_WORK TO BE COMPLETED_:
Copy the lines verbatim, beginning with the line that contains "Practice step: set one point on each instance of the iron" and continuing through the end of the data, and only those lines.
>> start MATERIAL PROVIDED
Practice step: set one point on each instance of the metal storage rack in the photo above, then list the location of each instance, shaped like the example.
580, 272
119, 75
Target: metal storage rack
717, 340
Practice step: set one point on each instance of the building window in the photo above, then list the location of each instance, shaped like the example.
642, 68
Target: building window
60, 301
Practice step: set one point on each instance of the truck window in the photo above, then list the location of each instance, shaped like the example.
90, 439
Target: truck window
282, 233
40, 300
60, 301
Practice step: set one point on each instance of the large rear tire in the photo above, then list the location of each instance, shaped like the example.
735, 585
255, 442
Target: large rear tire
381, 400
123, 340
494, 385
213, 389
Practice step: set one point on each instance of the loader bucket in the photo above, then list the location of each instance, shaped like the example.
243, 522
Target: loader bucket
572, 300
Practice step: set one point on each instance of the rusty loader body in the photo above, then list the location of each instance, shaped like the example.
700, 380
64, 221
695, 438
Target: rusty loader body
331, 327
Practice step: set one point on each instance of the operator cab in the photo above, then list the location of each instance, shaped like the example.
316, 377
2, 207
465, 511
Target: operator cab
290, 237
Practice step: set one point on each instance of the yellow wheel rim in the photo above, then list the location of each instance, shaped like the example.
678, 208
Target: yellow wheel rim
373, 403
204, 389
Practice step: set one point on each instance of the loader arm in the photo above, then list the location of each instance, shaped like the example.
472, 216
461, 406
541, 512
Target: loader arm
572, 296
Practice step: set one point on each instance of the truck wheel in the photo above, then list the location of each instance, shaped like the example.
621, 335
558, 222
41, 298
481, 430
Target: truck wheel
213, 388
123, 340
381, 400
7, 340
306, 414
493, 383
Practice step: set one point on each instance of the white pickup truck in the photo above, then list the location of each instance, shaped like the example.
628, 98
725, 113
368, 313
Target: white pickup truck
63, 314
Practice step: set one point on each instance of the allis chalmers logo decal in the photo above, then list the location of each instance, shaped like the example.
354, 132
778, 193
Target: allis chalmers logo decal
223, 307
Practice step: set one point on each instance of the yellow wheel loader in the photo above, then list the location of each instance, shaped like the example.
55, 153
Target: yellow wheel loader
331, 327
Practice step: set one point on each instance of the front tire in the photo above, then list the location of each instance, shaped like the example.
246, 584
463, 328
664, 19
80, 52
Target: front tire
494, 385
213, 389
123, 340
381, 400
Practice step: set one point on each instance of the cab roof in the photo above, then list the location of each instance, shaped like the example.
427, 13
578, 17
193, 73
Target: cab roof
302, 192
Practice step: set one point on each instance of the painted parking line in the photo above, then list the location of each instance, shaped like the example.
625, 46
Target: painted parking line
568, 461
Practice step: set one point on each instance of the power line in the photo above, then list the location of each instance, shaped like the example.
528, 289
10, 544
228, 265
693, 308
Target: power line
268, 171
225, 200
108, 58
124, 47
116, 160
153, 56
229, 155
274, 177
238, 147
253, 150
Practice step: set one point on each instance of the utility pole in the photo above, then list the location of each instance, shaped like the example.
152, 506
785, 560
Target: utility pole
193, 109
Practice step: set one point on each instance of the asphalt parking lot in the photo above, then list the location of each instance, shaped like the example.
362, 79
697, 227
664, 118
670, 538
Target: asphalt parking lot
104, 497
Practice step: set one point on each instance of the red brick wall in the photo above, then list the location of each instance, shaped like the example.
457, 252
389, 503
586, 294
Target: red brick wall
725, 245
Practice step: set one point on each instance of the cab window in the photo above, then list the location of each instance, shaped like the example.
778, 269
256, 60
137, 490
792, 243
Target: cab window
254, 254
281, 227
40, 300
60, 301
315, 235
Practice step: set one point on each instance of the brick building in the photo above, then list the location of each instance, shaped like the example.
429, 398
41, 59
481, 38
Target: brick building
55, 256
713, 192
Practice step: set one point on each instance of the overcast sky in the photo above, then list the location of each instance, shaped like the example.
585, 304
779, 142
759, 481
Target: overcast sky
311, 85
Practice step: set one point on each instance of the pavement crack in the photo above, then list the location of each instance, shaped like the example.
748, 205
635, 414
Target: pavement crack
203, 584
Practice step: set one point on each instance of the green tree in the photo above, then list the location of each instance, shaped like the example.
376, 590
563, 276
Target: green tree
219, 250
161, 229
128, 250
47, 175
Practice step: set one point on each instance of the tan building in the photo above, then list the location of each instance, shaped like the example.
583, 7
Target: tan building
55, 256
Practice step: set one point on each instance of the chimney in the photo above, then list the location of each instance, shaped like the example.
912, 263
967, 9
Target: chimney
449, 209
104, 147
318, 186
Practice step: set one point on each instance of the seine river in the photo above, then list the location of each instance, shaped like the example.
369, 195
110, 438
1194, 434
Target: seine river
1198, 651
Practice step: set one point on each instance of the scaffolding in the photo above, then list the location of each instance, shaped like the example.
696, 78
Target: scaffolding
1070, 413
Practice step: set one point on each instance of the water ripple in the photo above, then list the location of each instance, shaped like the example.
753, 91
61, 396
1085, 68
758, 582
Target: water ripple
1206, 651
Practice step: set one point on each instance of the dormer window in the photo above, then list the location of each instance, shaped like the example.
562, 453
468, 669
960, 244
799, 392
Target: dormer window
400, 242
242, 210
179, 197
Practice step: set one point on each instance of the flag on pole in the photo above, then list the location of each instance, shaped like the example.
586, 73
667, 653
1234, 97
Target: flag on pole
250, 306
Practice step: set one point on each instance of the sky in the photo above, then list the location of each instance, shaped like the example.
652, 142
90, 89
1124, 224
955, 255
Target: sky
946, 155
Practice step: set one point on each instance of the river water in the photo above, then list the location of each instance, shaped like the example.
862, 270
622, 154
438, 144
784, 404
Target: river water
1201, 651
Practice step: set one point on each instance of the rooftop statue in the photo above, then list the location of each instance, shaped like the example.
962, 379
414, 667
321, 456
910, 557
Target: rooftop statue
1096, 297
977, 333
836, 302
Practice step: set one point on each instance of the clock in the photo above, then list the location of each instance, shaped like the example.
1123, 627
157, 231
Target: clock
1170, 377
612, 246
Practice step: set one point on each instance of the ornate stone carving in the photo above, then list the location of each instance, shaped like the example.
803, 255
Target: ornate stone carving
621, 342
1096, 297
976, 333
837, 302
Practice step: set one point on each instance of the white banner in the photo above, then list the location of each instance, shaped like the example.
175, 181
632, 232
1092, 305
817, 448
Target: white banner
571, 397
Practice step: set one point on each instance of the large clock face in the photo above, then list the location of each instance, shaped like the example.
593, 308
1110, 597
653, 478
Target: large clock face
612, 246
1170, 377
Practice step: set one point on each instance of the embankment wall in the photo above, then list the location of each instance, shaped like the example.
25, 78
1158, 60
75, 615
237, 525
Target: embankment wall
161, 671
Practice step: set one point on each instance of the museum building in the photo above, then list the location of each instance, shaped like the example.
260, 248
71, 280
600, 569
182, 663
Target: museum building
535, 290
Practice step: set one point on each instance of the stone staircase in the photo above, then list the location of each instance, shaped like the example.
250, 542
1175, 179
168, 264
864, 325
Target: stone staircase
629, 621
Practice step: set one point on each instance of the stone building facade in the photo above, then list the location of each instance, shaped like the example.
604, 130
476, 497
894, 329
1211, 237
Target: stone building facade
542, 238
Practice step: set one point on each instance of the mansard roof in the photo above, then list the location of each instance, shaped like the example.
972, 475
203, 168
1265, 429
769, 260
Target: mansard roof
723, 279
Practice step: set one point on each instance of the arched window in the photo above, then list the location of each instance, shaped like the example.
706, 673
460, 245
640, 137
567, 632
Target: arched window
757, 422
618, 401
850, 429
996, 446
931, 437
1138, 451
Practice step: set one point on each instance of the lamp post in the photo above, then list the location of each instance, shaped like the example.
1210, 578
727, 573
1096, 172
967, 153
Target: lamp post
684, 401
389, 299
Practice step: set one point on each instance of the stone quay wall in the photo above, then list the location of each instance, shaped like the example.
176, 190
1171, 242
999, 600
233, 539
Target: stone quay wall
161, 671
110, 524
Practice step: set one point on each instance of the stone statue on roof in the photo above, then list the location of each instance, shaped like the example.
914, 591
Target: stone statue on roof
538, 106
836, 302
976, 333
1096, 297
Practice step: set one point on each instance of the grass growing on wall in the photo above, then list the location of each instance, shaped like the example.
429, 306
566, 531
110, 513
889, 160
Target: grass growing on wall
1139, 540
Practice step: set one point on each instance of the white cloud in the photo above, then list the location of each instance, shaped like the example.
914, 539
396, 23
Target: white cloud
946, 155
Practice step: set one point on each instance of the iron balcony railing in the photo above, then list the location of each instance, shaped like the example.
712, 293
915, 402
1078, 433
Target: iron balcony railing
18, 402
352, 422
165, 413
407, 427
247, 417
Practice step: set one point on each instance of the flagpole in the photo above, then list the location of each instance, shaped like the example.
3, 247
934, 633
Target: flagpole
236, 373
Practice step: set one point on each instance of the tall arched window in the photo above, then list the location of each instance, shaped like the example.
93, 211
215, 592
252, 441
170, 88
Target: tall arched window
>> end MATERIAL PROVIDED
_FINAL ANSWER_:
Practice step: set one point on each instance of the iron balcony railing in the photo above, then list the location of each instance, shaped like the example.
712, 293
915, 402
1078, 433
Target: iron balcony railing
18, 402
352, 422
165, 413
407, 427
247, 417
Practice step: set one point on each instance of the flagpole in the photo above, then list the location of each instance, shaped like the example.
3, 247
934, 633
Target: flagpole
236, 373
Practice step: set one point on each instance of the tall arched window in the photo above, then list the location of each instance, shaped like the example.
93, 211
215, 592
252, 441
170, 88
Target: tall arched window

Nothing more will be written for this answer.